= TASKS TO CARRY OUT =
#1 Answer these questions using the article on the Northern Viking exercise:
(a) Until what year was the exercise held every two years?
(b) Which Norwegian vessel is listed among the participants in 2022?
(c) Which two bodies held Northern Viking 2011?
#2 Continue the article on the Northern Viking exercise from the point where it stops.

= EXCERPT TO READ =
..............................

= Northern Viking =

Annual NATO exercise held in Iceland

Northern Viking is an annual NATO exercise held in Iceland. The exercises were held biennially until 2006 when the frequency was increased.
The purpose of the exercise is to test the capabilities of Iceland and its NATO allies, as well as increase the readiness of the forces involved and their inter-operability.

== Northern Viking 2022 ==
Several NATO member states participated in the exercises in 2022. The United States Navy, in a press release, described 2022's exercise as "a hunt for adversary submarines" and "visit, board, search and seizure missions on suspect vessels."

=== Participants ===

- Iceland
  - ICGV Þór
- United States
  - USS Arlington
  - CH-53E Sea Stallions
  - 22nd Marine Expeditionary Unit
  - USS Kearsarge
- France
  - FS Latouche-Tréville
- Norway
  - HNoMS Thor Heyerdahl
- Germany
  - FGS Sachsen
- United Kingdom
  - Royal Marine Commandos

==Northern Viking 2011==
Northern Viking 2011 was held by the Icelandic Coast Guard and the United States Air Forces in Europe (USAFE). Among the training exercises were transport of troops to and from Iceland and air defence. The exercise also tested cooperation of naval and air assets in view of increasing importance arctic operations.

..............................

= COLLECTED MATERIAL =
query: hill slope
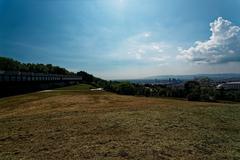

..............................

= ANSWERS IN ORDER =
#1
(a) 2006
(b) HNoMS Thor Heyerdahl
(c) The Icelandic Coast Guard and the United States Air Forces in Europe (USAFE)

#2
===Participants===

- ISL
- US
- DEN
- NOR
- ITA

- ISL ICG: 3 offshore patrol vessels
- US USAF: F-16 fighters, 3 KC-135 air-refueling planes
- NOR RNoAF: F-16 fighters
- ITA AM: Eurofighter Typhoon fighters
- DEN RDN: 1 Thetis-class patrol vessel, 1 Lynx helicopter

==Northern Viking 2008==
Northern Viking 2008 was held by the Icelandic Defence Agency and the United States European Command (EUCOM). More than 400 foreign troops were deployed to Icelandic bases with aircraft and a Danish warship.

===Participants===

- ISL
- US
- CAN
- DEN
- NOR

===Operations===

The exercise consisted of an air defence exercise and a maritime defence exercise.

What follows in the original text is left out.